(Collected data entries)
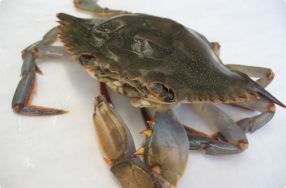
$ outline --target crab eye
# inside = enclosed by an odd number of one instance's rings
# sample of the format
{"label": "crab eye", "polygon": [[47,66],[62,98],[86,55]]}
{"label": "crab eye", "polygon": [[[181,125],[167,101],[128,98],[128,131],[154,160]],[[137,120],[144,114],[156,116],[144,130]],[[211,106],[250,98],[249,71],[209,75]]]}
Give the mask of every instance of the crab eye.
{"label": "crab eye", "polygon": [[166,102],[173,102],[174,99],[175,99],[175,94],[174,94],[173,90],[168,89],[166,92],[166,95],[164,96],[164,100]]}
{"label": "crab eye", "polygon": [[79,57],[79,62],[81,65],[88,65],[93,63],[96,60],[95,56],[84,54]]}
{"label": "crab eye", "polygon": [[164,102],[174,102],[175,93],[171,88],[157,82],[151,83],[149,88],[153,93],[159,95]]}

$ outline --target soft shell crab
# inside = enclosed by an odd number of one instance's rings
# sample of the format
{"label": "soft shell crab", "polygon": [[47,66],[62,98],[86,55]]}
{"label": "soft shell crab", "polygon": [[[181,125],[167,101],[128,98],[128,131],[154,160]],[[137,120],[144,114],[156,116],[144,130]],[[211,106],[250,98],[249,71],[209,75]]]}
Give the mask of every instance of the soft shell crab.
{"label": "soft shell crab", "polygon": [[[134,106],[163,111],[150,123],[154,124],[152,131],[145,131],[149,136],[143,163],[133,155],[134,144],[126,126],[108,102],[102,97],[96,99],[94,120],[100,143],[123,187],[174,186],[183,174],[188,147],[204,149],[208,154],[241,152],[248,144],[244,133],[266,124],[274,115],[274,103],[285,107],[263,89],[273,79],[270,69],[223,65],[219,44],[208,42],[194,30],[165,18],[101,9],[90,1],[75,4],[97,17],[59,14],[60,26],[23,51],[22,79],[12,106],[16,112],[29,115],[63,113],[28,102],[35,73],[39,72],[35,59],[70,53],[92,76],[128,96]],[[57,37],[64,48],[51,45]],[[254,82],[249,77],[260,79]],[[234,122],[212,104],[219,102],[262,113]],[[172,113],[165,112],[176,103],[192,103],[213,121],[218,133],[209,136],[190,128],[185,132]],[[157,136],[159,133],[163,136]],[[150,143],[155,138],[160,139]],[[175,143],[174,138],[182,140]],[[162,158],[169,160],[162,163]]]}

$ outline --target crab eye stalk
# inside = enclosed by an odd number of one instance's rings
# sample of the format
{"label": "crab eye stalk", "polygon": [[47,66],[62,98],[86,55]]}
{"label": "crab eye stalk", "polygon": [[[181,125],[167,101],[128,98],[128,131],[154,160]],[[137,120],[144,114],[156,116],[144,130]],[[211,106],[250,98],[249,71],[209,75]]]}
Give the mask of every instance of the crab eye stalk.
{"label": "crab eye stalk", "polygon": [[96,58],[93,55],[84,54],[84,55],[79,56],[79,62],[83,66],[93,64],[95,60]]}
{"label": "crab eye stalk", "polygon": [[151,90],[151,92],[162,98],[164,102],[169,103],[169,102],[174,102],[175,100],[174,91],[162,83],[158,82],[151,83],[149,85],[149,89]]}

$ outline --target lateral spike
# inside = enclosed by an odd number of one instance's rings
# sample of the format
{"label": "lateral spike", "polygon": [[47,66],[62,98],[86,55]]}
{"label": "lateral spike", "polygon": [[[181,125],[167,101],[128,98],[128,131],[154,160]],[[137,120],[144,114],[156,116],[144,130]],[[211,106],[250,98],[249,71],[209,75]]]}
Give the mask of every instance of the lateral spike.
{"label": "lateral spike", "polygon": [[140,134],[143,134],[145,136],[151,136],[152,133],[153,133],[153,131],[151,129],[145,129],[145,130],[140,132]]}
{"label": "lateral spike", "polygon": [[139,157],[144,154],[144,147],[140,147],[133,153],[133,157]]}

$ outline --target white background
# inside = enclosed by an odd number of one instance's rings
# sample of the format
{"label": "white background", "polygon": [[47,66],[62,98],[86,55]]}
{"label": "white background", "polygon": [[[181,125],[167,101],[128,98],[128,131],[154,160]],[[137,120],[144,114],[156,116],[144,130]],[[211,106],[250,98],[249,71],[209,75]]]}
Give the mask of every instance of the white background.
{"label": "white background", "polygon": [[[283,0],[102,0],[101,5],[172,18],[222,45],[224,63],[271,67],[276,74],[267,88],[286,102],[286,2]],[[73,61],[40,63],[33,103],[67,109],[65,115],[26,117],[14,114],[11,100],[22,64],[20,51],[56,25],[56,13],[88,17],[71,0],[0,1],[0,187],[119,187],[102,160],[92,125],[98,83]],[[143,137],[138,109],[114,95],[137,144]],[[188,105],[180,119],[202,122]],[[286,186],[286,111],[254,134],[242,154],[207,156],[190,152],[179,188],[283,188]],[[232,112],[233,118],[241,114]]]}

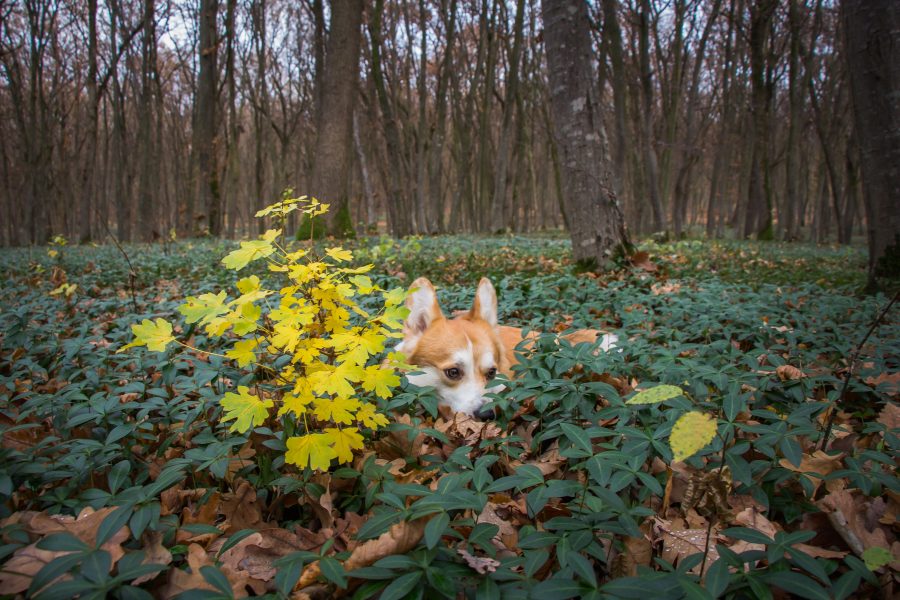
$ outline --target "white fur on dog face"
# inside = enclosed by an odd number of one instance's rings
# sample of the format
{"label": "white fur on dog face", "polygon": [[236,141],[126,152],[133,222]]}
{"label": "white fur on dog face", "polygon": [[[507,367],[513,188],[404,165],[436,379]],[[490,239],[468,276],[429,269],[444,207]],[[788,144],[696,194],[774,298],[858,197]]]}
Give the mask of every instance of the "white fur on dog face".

What to do: Each line of the records with the word "face" in it is to be copied.

Problem solution:
$ outline --target "white fur on dog face"
{"label": "white fur on dog face", "polygon": [[236,141],[126,152],[133,222]]}
{"label": "white fur on dog face", "polygon": [[[507,367],[513,188],[404,165],[436,379]],[[490,239],[468,276],[429,269],[444,207]],[[788,144],[696,194],[774,298],[858,197]]]}
Give the mask of every instance of the "white fur on dog face".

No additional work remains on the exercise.